Goal >> Copy the lines from the one containing "For every instance of the cloud" through the last line, renaming "cloud reflection" to "sky reflection" and leaving everything else unchanged.
[START Data excerpts]
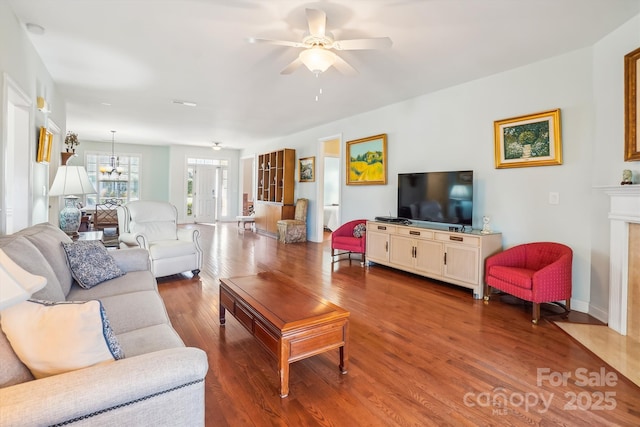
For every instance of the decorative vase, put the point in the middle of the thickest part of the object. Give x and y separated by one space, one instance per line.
70 215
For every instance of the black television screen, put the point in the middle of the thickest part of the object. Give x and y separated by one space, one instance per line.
445 197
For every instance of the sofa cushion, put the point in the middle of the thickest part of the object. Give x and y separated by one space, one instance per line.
359 230
55 337
149 339
156 230
171 249
135 310
12 370
134 281
47 239
27 256
90 262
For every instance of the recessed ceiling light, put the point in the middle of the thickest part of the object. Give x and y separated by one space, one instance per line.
187 103
34 28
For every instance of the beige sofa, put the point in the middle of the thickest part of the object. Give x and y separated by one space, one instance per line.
158 382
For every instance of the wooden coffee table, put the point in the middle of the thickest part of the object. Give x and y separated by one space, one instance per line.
290 322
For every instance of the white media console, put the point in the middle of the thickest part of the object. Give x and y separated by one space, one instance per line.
450 256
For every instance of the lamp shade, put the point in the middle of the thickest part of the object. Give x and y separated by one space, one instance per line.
71 180
317 59
16 284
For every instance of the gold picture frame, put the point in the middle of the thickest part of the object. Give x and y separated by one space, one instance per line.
531 140
631 106
367 161
45 141
307 169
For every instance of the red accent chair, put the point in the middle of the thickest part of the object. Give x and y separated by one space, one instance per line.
343 239
538 272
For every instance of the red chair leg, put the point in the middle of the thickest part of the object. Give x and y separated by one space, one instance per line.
536 313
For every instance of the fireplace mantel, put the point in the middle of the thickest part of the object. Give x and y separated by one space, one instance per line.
624 209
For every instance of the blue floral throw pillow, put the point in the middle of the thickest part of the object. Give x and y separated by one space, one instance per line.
55 337
90 262
359 230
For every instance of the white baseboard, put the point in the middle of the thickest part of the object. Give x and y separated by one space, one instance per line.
602 314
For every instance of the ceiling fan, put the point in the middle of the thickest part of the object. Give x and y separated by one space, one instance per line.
318 45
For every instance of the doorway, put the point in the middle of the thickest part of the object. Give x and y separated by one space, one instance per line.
207 190
328 188
15 200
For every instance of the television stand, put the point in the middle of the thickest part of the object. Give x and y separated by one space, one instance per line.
450 256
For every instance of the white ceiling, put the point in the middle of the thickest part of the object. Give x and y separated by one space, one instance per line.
140 55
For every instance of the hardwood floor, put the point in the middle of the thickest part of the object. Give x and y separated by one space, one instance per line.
421 353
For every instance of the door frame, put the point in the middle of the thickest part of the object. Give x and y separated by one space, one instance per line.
319 231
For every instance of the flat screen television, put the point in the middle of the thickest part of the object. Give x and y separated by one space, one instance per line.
443 197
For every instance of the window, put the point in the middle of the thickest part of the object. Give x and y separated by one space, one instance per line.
121 183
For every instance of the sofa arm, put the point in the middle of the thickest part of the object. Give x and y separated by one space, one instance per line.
188 234
129 239
103 390
136 259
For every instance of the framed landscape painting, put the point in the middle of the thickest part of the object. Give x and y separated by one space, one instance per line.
307 169
45 142
632 106
532 140
367 160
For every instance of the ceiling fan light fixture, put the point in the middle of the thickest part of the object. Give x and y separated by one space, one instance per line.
317 59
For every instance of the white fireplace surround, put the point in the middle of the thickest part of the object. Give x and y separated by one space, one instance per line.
624 209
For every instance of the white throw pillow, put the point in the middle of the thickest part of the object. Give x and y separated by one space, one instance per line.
55 337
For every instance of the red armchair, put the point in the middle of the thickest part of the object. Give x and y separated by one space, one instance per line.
538 272
344 240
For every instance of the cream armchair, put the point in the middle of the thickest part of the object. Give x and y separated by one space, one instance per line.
153 226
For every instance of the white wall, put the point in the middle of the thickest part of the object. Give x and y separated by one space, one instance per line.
21 63
453 129
608 149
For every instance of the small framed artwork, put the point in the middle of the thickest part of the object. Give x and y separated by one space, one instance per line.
307 168
45 141
632 106
367 161
532 140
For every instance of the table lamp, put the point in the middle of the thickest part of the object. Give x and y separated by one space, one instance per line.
16 284
69 182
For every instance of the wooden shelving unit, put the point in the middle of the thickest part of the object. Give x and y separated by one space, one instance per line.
275 182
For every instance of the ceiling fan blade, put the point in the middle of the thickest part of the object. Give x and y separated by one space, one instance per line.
254 40
292 66
344 67
317 22
361 44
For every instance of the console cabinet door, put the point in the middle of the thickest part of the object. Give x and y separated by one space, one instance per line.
429 257
402 251
461 263
377 246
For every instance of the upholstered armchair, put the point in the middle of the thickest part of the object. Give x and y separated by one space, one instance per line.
349 238
539 272
294 230
153 226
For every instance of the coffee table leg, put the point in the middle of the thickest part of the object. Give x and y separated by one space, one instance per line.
344 350
222 314
283 368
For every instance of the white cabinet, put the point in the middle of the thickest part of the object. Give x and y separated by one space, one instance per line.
452 257
378 242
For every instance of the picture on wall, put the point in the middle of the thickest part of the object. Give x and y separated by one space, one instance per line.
367 160
632 106
306 166
532 140
45 141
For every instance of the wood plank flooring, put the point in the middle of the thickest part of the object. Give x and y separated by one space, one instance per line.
422 353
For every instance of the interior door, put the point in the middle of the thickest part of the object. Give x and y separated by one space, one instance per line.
205 196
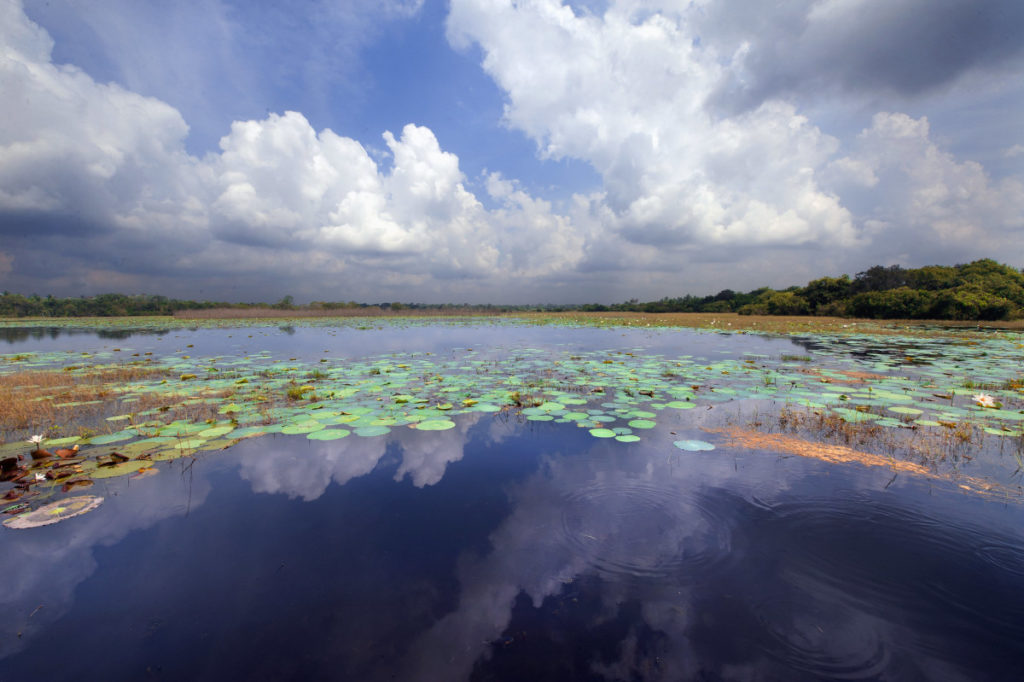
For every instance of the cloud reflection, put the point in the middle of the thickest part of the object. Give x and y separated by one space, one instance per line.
306 469
42 567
[END Data excerpts]
Task solution >>
For every instance of the sky reflection, put the point in the middle of the thickest part of the object. Give x and y separated by one space, one instance per line.
306 469
42 567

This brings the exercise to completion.